BEGIN

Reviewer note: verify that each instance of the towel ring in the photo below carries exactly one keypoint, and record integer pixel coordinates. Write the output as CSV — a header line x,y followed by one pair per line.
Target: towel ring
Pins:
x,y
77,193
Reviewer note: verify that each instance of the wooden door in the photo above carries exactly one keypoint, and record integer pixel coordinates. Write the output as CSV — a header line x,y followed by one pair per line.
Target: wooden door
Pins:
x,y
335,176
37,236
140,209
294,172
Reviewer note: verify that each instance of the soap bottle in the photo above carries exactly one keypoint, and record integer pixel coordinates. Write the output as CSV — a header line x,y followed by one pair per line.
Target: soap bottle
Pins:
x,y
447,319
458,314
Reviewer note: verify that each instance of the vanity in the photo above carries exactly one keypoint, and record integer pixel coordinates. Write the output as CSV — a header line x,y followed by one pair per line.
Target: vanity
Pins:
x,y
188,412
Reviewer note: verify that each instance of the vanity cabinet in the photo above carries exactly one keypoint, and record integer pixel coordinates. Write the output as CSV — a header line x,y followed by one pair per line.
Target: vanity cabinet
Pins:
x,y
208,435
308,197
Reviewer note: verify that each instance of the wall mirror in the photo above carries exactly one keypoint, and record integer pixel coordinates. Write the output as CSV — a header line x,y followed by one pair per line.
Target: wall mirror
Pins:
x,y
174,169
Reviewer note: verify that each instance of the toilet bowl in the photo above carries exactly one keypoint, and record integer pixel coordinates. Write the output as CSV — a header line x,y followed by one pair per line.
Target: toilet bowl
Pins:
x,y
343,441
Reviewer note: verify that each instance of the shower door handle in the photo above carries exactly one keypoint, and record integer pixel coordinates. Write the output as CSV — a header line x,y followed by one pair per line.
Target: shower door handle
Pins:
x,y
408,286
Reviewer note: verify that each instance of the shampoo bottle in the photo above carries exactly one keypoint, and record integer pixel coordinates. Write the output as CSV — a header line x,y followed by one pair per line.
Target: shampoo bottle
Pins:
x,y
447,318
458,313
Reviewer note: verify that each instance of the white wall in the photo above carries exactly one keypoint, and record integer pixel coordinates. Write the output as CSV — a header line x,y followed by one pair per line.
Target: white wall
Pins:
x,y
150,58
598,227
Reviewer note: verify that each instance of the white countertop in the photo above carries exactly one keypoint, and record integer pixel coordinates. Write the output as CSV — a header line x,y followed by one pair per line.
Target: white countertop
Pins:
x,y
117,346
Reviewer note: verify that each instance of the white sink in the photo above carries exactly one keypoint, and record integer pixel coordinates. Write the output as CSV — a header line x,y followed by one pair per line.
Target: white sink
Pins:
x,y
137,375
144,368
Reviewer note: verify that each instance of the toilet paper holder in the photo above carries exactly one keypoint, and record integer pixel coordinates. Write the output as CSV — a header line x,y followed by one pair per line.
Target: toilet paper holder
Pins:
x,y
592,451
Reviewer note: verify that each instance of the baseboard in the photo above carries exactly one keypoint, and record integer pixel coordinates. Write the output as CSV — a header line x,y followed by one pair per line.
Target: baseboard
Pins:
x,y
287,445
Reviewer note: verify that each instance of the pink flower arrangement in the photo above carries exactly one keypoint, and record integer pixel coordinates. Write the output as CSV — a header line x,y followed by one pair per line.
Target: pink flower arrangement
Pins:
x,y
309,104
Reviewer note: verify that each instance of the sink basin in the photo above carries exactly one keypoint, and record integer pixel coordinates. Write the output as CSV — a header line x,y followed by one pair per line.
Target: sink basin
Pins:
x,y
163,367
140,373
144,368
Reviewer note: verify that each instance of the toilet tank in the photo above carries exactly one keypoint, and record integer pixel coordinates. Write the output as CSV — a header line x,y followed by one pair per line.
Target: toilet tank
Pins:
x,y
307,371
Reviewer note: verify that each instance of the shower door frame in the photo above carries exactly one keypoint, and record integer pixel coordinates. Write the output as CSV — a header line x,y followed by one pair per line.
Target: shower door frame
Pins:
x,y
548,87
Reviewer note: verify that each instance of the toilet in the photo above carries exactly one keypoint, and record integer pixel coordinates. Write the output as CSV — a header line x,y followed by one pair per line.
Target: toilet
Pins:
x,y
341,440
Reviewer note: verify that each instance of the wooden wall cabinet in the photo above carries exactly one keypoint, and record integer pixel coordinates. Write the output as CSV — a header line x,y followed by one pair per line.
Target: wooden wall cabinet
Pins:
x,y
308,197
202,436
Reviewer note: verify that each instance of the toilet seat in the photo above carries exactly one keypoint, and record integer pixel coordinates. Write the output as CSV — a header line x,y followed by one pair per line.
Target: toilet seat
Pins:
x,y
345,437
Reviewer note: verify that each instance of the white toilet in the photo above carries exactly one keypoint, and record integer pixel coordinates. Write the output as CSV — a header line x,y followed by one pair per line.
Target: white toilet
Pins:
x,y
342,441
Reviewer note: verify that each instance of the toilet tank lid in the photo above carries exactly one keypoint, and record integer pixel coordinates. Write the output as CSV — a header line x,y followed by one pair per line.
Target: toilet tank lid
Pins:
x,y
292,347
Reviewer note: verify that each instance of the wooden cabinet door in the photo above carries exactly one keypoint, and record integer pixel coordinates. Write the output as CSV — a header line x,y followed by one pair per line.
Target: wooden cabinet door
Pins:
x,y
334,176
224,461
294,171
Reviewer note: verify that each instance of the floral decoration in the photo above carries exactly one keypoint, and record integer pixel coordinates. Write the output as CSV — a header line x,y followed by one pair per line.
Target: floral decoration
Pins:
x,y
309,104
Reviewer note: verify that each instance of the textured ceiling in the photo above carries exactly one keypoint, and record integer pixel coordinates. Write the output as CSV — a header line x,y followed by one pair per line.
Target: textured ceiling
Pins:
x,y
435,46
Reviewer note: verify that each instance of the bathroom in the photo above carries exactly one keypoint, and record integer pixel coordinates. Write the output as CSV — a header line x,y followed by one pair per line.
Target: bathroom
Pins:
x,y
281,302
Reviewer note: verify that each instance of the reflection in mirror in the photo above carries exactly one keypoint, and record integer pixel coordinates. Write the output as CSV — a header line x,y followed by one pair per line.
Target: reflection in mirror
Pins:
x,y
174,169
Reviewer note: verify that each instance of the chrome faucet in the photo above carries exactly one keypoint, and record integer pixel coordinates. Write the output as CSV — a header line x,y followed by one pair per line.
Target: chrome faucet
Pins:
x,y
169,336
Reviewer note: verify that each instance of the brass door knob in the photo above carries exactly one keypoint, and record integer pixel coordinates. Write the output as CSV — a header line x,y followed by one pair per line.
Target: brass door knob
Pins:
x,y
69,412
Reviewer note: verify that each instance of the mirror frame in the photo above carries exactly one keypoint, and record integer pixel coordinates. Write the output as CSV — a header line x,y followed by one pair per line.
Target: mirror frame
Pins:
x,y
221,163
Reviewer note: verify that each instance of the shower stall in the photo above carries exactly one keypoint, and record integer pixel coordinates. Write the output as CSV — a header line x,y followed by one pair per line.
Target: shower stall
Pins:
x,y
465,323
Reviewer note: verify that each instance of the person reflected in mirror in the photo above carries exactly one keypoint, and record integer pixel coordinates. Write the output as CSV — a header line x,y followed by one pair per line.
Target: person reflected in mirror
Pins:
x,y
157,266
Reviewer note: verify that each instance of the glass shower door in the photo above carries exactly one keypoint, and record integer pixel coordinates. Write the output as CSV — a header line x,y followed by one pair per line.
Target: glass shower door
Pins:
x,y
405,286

END

[What needs to be done]
For this exercise, output exactly the lines above from the line with "Target: toilet tank lid" to the line with "Reviewer note: verify that each instance of the floral", counting both, and leave out the rest.

[Expected answer]
Target: toilet tank lid
Pins:
x,y
292,347
Reviewer note: verify that each instance of the wooden cabinet door in the photo above carries exactly one keypoint, and record integer pixel coordinates. Write the output as CSV — a header line x,y followed by one pair per line.
Target: wooden cabinet door
Pins:
x,y
334,176
224,461
294,171
Reviewer note: verify that each instance of the floral decoration in the photo above carries exactly one keypoint, and record integer pixel coordinates. Write the output as CSV — a header line x,y followed by one pair per line.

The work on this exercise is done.